▶ **Document extract**

● ● ● ●

# Datafy Snapshots

{% hint style="info" %}
Datafy Snapshots are supported from version `1.30.0`!\
To restore volumes from Datafy Snapshots make sure you have the correct version installed before attaching the new volumes
{% endhint %}

## Datafy Snapshot Lifecycle

1. [**Create a Datafy Snapshot**](#creating-a-new-snapshot) - use the Datafy [`create-snapshot`](/resources/api.md#post-api-v1-volumes-volumeid-create-snapshot) API instead of the AWS `CreateSnapshot` API.
2. [**Manage Retention**](#snapshot-retention) - use your existing logic with the relevant volume tags to manage the retention of Datafy Snasphots.
3. [**Restoration**](#restoring-a-volume-from-a-datafy-snapshot) - use the Datafy [`create-volume-from-snapshot`](/resources/api.md#post-api-v1-volumes-create-from-snapshots) and [`attach`](/resources/api.md#post-api-v1-volumes-volumeid-attach) endpoints to create and attach a new autoscaling volume.

### Creating a Datafy Snapshot

To create a new Datafy Snapshot, call the [`create-snapshot` endpoint](/resources/api.md#post-api-v1-volumes-volumeid-create-snapshot) with the volume ID of the original volume managed by Datafy (as it appears in the Datafy dashboard). You should call the Datafy API wherever you currently call the AWS `CreateSnapshot` API.

{% hint style="info" %}
Datafy snapshots need to created directly, and cannot be created using AWS Data Lifecycle Manager (DLM)
{% endhint %}

Datafy Snapshots will create a separate snapshot for each underlying Datafy volume associated with the autoscaling volume. These snapshots have tags that identify them as Datafy snapshots, and help track their lineage. You can use these tags to identify the original volume the snapshot is associated with, and to identify all of the snapshots that were created together and are associated with each other.

{% hint style="success" %}
Datafy snapshots work for any volume managed by Datafy, including unattached volumes
{% endhint %}

<details>

<summary>Datafy Snapshot Tags</summary>

<table><thead><tr><th width="270.40985107421875">Tag</th><th>Description</th></tr></thead><tbody><tr><td><code>Managed-By: Datafy.io</code></td><td>Identifies the snapshot as managed by Datafy</td></tr><tr><td><code>datafy:source-volume:id</code></td><td>Volume ID of the original volume before autoscaling. The volume ID associated with the snapshot by AWS is the smaller volume after autoscaling.</td></tr><tr><td><code>datafy:snapshot:id</code><br></td><td>A snapshot ID generated by Datafy (designated with the prefix <code>dsnap</code>) , shared by all of the related snapshots created when snashotting an autoscaling volume.</td></tr><tr><td><code>datafy:snapshot:generation-id</code></td><td>Generation number of the datafy snaphot. The first snapshot taken during migration is generation 0, and every following snapshot the generation is increased by 1</td></tr></tbody></table>

</details>

### Snapshot Retention

Snapshots created by Datafy are stored in your AWS account like regular EBS snapshots, and their retention should be handled by your existing retention tools and policies, with the following adjustments:

* Use the `datafy:source-volume:id` tag to determine the volume ID of the original non-autoscaling volume associated with the snapshot.

● ● ● ●

▶ **Work order 1**
Write out the part of the Datafy Snapshots page that begins at the words "### Creating a" and stops after "with each other.".
▶ **Work order 2**
From which version does the Datafy Snapshots page say Datafy Snapshots are supported?
▶ **Work order 3**
Condense the paragraph of the Datafy Snapshots page that begins "Datafy Snapshots will create a separate snapshot" into a short list that keeps its main facts.
The records come from a different source than the Datafy Snapshots page.

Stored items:
● ● ● ●

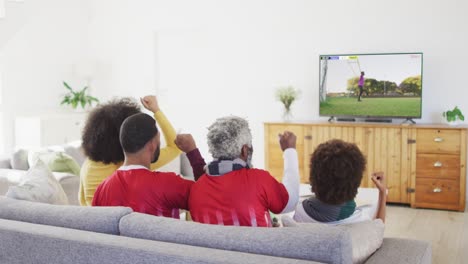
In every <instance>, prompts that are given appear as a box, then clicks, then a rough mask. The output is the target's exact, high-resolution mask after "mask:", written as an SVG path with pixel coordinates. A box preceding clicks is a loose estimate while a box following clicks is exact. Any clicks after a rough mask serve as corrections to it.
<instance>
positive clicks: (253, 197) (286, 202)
mask: <svg viewBox="0 0 468 264" xmlns="http://www.w3.org/2000/svg"><path fill="white" fill-rule="evenodd" d="M288 199H289V195H288V192H287V190H286V188H285V187H284V185H283V184H280V183H279V182H277V181H276V180H275V179H274V178H273V177H272V176H271V175H270V174H269V173H268V172H267V171H264V170H258V169H248V168H243V169H240V170H235V171H232V172H229V173H227V174H224V175H222V176H210V175H204V176H202V177H201V178H200V179H199V180H198V181H197V182H196V183H195V184H194V185H193V187H192V191H191V195H190V198H189V207H190V208H191V210H190V213H191V216H192V219H193V220H194V221H196V222H201V223H205V224H218V225H236V226H239V225H240V226H272V222H271V219H270V215H269V212H268V211H269V210H270V211H272V212H273V213H277V214H278V213H280V212H281V211H282V210H283V209H284V208H285V206H286V204H287V203H288Z"/></svg>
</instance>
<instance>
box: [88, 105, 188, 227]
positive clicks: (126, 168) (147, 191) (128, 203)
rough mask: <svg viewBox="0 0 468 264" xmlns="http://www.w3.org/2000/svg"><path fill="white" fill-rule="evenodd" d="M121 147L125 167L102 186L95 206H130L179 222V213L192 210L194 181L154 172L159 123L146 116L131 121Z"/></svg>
mask: <svg viewBox="0 0 468 264" xmlns="http://www.w3.org/2000/svg"><path fill="white" fill-rule="evenodd" d="M188 139H191V140H193V139H192V137H188ZM120 143H121V145H122V149H123V151H124V154H125V161H124V164H123V166H122V167H120V168H119V169H118V170H117V171H115V172H114V173H113V174H112V175H111V176H109V177H107V178H106V179H105V180H104V182H103V183H101V184H100V185H99V187H98V188H97V190H96V193H95V194H94V197H93V203H92V205H93V206H128V207H131V208H132V209H133V211H135V212H140V213H145V214H151V215H156V216H165V217H173V218H177V219H178V218H179V209H186V210H188V202H187V200H188V197H189V194H190V188H191V187H192V184H193V181H190V180H185V179H183V178H182V177H180V176H179V175H176V174H175V173H171V172H157V171H150V169H149V168H150V164H151V163H152V162H155V161H156V160H157V159H158V157H159V145H160V139H159V132H158V129H157V127H156V122H155V120H154V119H153V118H152V117H150V116H149V115H146V114H143V113H139V114H135V115H132V116H130V117H128V118H127V119H125V121H124V122H123V124H122V126H121V128H120Z"/></svg>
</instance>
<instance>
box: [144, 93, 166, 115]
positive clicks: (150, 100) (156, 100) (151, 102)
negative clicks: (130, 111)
mask: <svg viewBox="0 0 468 264" xmlns="http://www.w3.org/2000/svg"><path fill="white" fill-rule="evenodd" d="M140 101H141V104H142V105H143V106H144V107H145V108H146V109H148V110H149V111H151V112H153V113H156V112H158V111H160V110H161V109H159V104H158V100H157V99H156V96H154V95H147V96H145V97H143V98H140Z"/></svg>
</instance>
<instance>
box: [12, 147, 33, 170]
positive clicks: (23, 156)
mask: <svg viewBox="0 0 468 264" xmlns="http://www.w3.org/2000/svg"><path fill="white" fill-rule="evenodd" d="M11 167H12V168H13V169H15V170H27V169H29V163H28V151H27V150H25V149H18V150H16V151H15V153H13V155H12V156H11Z"/></svg>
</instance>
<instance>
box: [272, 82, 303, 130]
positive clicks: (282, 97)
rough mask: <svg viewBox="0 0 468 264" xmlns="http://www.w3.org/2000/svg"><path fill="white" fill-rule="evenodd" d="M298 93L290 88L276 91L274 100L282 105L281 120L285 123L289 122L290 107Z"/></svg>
mask: <svg viewBox="0 0 468 264" xmlns="http://www.w3.org/2000/svg"><path fill="white" fill-rule="evenodd" d="M299 94H300V91H299V90H297V89H295V88H294V87H292V86H287V87H280V88H279V89H278V90H276V99H277V100H278V101H280V102H281V103H283V106H284V112H283V120H284V121H286V122H289V121H291V118H292V114H291V105H292V103H293V102H294V101H295V100H296V99H297V98H298V97H299Z"/></svg>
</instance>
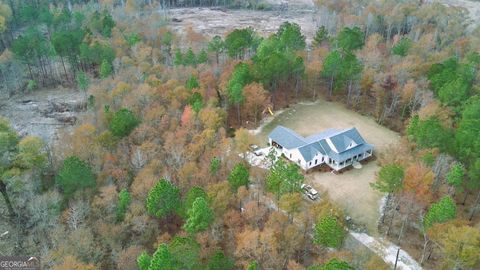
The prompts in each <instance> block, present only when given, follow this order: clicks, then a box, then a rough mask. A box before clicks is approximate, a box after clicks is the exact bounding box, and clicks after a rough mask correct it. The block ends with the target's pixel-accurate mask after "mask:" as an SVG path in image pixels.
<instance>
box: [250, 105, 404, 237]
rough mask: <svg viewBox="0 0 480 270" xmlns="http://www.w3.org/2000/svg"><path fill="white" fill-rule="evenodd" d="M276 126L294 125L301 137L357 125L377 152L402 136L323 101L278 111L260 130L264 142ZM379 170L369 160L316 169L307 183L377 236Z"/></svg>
mask: <svg viewBox="0 0 480 270" xmlns="http://www.w3.org/2000/svg"><path fill="white" fill-rule="evenodd" d="M277 125H283V126H286V127H288V128H291V129H293V130H294V131H296V132H297V133H299V134H301V135H302V136H308V135H312V134H315V133H318V132H321V131H323V130H325V129H327V128H337V129H344V128H350V127H352V126H354V127H356V128H357V129H358V131H359V132H360V134H361V135H362V136H363V137H364V138H365V140H366V141H367V142H368V143H371V144H373V145H374V147H375V150H374V152H375V153H377V154H378V153H379V152H381V151H385V149H386V148H387V146H388V145H390V144H395V143H396V142H398V141H399V139H400V136H399V134H398V133H396V132H394V131H391V130H389V129H387V128H385V127H382V126H380V125H378V124H377V123H376V122H375V121H374V120H373V119H372V118H369V117H366V116H363V115H360V114H358V113H356V112H353V111H350V110H348V109H347V108H345V107H344V106H343V105H341V104H337V103H332V102H327V101H323V100H322V101H318V102H315V103H300V104H296V105H294V106H292V107H290V108H288V109H286V110H285V111H283V112H281V113H280V114H278V115H277V116H276V117H275V118H274V119H273V120H272V121H271V122H269V123H267V124H265V125H264V126H263V127H262V128H261V130H260V132H259V133H258V135H257V136H258V140H259V142H260V143H261V144H262V145H266V143H267V136H268V133H269V132H270V131H271V130H272V129H273V128H275V127H276V126H277ZM378 169H379V167H378V165H377V162H376V161H370V162H369V163H368V164H366V165H364V166H363V168H361V169H353V168H351V169H350V170H348V171H346V172H344V173H342V174H340V175H334V174H332V173H322V172H318V171H313V172H310V173H308V174H307V176H306V182H307V183H309V184H311V185H312V186H314V187H315V188H317V189H319V190H321V191H326V192H328V194H329V195H330V197H331V198H332V199H333V200H334V201H335V202H337V203H338V204H339V205H340V206H342V207H343V208H344V209H345V211H346V213H347V214H348V215H350V216H351V217H352V218H353V219H354V221H355V222H357V223H361V224H365V225H366V226H367V229H368V231H369V233H370V234H373V235H375V234H376V231H377V225H376V222H377V220H378V218H379V216H380V213H379V207H380V200H381V197H382V194H380V193H378V192H376V191H374V190H372V189H371V188H370V186H369V183H370V182H372V181H373V180H374V178H375V173H376V172H377V171H378Z"/></svg>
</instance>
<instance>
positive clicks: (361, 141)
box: [330, 128, 365, 153]
mask: <svg viewBox="0 0 480 270" xmlns="http://www.w3.org/2000/svg"><path fill="white" fill-rule="evenodd" d="M330 141H331V142H332V144H333V145H334V146H335V148H336V149H337V152H338V153H342V152H344V151H346V150H347V148H348V146H349V145H350V143H352V142H355V144H357V145H360V144H364V143H365V140H364V139H363V138H362V136H361V135H360V133H358V130H357V129H356V128H351V129H347V130H345V131H342V132H340V133H338V134H336V135H334V136H332V137H330Z"/></svg>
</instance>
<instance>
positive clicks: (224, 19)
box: [168, 6, 317, 41]
mask: <svg viewBox="0 0 480 270" xmlns="http://www.w3.org/2000/svg"><path fill="white" fill-rule="evenodd" d="M168 16H169V17H170V18H172V19H173V18H174V19H175V21H173V22H172V23H171V24H170V25H169V26H170V28H172V29H173V30H174V31H175V32H176V33H180V34H181V35H183V36H185V35H186V33H187V29H188V28H189V27H192V28H193V29H194V30H195V31H197V32H198V33H200V34H202V35H204V36H207V37H209V38H211V37H213V36H215V35H219V36H225V35H226V34H228V33H229V32H230V31H232V30H233V29H235V28H244V27H249V26H251V27H253V28H254V29H255V30H256V31H257V32H258V33H259V34H260V35H263V36H267V35H269V34H272V33H275V32H276V31H277V30H278V27H279V26H280V25H281V24H282V23H283V22H286V21H289V22H295V23H298V24H299V25H300V26H301V28H302V32H303V34H304V35H305V37H306V38H307V41H310V40H311V39H312V38H313V35H314V34H315V31H316V29H317V28H316V27H317V25H316V19H315V13H314V10H313V8H312V7H311V6H306V7H305V8H302V7H298V6H296V7H295V8H293V7H292V8H290V9H288V10H287V11H279V10H271V11H259V10H244V9H241V10H240V9H239V10H230V9H220V8H176V9H171V10H169V11H168Z"/></svg>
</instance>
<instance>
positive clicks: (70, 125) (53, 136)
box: [0, 87, 85, 143]
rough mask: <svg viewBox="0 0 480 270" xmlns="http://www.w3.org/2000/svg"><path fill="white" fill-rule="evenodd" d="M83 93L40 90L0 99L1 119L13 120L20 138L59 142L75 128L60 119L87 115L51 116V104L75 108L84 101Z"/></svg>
mask: <svg viewBox="0 0 480 270" xmlns="http://www.w3.org/2000/svg"><path fill="white" fill-rule="evenodd" d="M84 99H85V98H84V93H83V92H81V91H78V90H75V89H66V88H61V87H59V88H55V89H39V90H35V91H33V92H32V93H21V94H18V95H16V96H14V97H12V98H10V99H8V100H3V101H1V100H0V116H2V117H5V118H7V119H9V120H10V123H11V125H12V127H13V128H14V129H15V130H17V132H18V133H20V135H21V136H27V135H33V136H38V137H40V138H42V139H43V140H44V141H46V142H49V143H52V142H55V141H56V140H58V135H59V133H60V132H61V131H65V130H67V131H70V130H72V129H73V126H72V124H71V123H65V122H62V121H59V119H58V118H60V117H75V118H79V116H81V115H84V114H85V112H77V111H73V110H68V111H65V112H63V113H48V112H49V111H51V110H52V108H51V107H52V103H56V104H67V105H72V106H76V105H77V104H81V103H82V102H84Z"/></svg>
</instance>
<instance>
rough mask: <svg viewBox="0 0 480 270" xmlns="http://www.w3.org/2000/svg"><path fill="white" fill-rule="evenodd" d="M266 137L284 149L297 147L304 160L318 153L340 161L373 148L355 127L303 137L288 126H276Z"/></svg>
mask: <svg viewBox="0 0 480 270" xmlns="http://www.w3.org/2000/svg"><path fill="white" fill-rule="evenodd" d="M268 137H269V138H270V139H272V140H273V141H275V142H277V143H278V144H280V145H281V146H282V147H284V148H286V149H294V148H298V151H299V152H300V155H302V157H303V159H304V160H305V161H306V162H309V161H311V160H312V159H313V157H315V156H316V155H317V154H319V153H320V154H322V155H326V156H328V157H330V158H332V159H333V160H335V161H337V162H342V161H345V160H347V159H349V158H351V157H353V156H356V155H358V154H361V153H363V152H365V151H368V150H371V149H373V145H371V144H368V143H366V142H365V140H364V139H363V137H362V136H361V135H360V133H359V132H358V130H357V129H356V128H350V129H346V130H342V131H340V130H338V129H333V128H330V129H327V130H325V131H323V132H321V133H318V134H314V135H311V136H308V137H306V138H304V137H302V136H300V135H298V134H297V133H296V132H295V131H293V130H291V129H289V128H286V127H283V126H277V127H276V128H275V129H273V130H272V132H270V134H269V135H268ZM350 145H351V146H350Z"/></svg>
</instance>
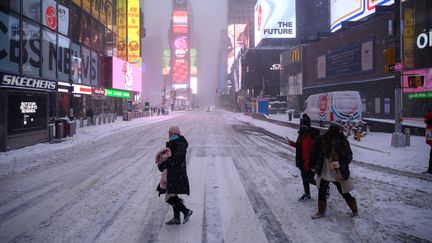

● ● ● ●

▶ **Written reply 1**
### Creating a Datafy Snapshot

To create a new Datafy Snapshot, call the [`create-snapshot` endpoint](/resources/api.md#post-api-v1-volumes-volumeid-create-snapshot) with the volume ID of the original volume managed by Datafy (as it appears in the Datafy dashboard). You should call the Datafy API wherever you currently call the AWS `CreateSnapshot` API.

{% hint style="info" %}
Datafy snapshots need to created directly, and cannot be created using AWS Data Lifecycle Manager (DLM)
{% endhint %}

Datafy Snapshots will create a separate snapshot for each underlying Datafy volume associated with the autoscaling volume. These snapshots have tags that identify them as Datafy snapshots, and help track their lineage. You can use these tags to identify the original volume the snapshot is associated with, and to identify all of the snapshots that were created together and are associated with each other.

▶ **Written reply 2**
Version 1.30.0.

▶ **Written reply 3**
- A separate snapshot is created for each underlying Datafy volume associated with the autoscaling volume.
- These snapshots carry tags that identify them as Datafy snapshots and help track their lineage.
- The tags can be used to identify the original volume a snapshot is associated with and all the snapshots that were created together.